## Text extract

==*==

Love at Last Sight by Vedrana Rudan
Victoria, Texas. Dalkey Archive Press. 2017. 204 pages.
Vedrana Rudan’s new provocatrice, Tilda (unnamed until the penultimate chapter), recalls the protagonist of her first novel, Night, both middle-aged, middle-class wives with a daughter and a lover. Its focus the sexual battlefield—if Love at Last Sight does not, like Night, foreground realpolitik—it censures global institutions for creating an existential void that transforms love into war.
Rudan subverts structure, plot, and voice, employing a quasistructure—twelve chapters—and two elaborate, interconnected quasiplots: Tilda, dead, on a bucking horse, explaining why she killed her husband in order to learn her otherworldly terminus (a final twist transports her from outside the pearly gates to earth); the history of a hunt she and her husband undertook, which resulted in his murder. Pleading her case to invisible judges, Tilda reveals her backstory in a first-person, unparagraphed stream-of-consciousness, its acid humor laced with pain and anger. She manipulates her material, noting “minor digressions,” the need to “get back on track,” and the many inadequate segues, but justifies everything: “It’s tough for me to stick to topic because you aren’t saying anything . . .”

==*==

## Data segment
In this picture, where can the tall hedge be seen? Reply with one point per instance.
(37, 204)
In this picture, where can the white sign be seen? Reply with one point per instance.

==*==

## To-do list
1. Using the review of Love at Last Sight, answer the following:
(a) How many pages does the book have?
(b) What is the title of Rudan's first novel?
(c) How many chapters make up the book's quasistructure?
2. Carry on the review of Love at Last Sight, starting right after its final sentence.

## Exercise results
1.
(a) 204
(b) Night
(c) Twelve

2.
Tilda’s truths—e.g., “Power responds to Powerlessness,” “Man and woman are . . . nothing more than animals,” and women are “the under-est of underdogs on Earth”—announce her central themes. The hunt, a major trope, empowers the hunter and mirrors the quest for trophy mates: a mounted boar’s head embodies men and women emptied of internal lives. But societal definitions—men as “spirit, reason, charm, mind,” women as “tits, cunt, ass, eyes”—leave Tilda feeling “more than just tits, belly stretch marks . . . the fact that I have a cunt says nothing about me.” Confused, angry, yet acquiescing to those norms, she asks, “Am I a person?”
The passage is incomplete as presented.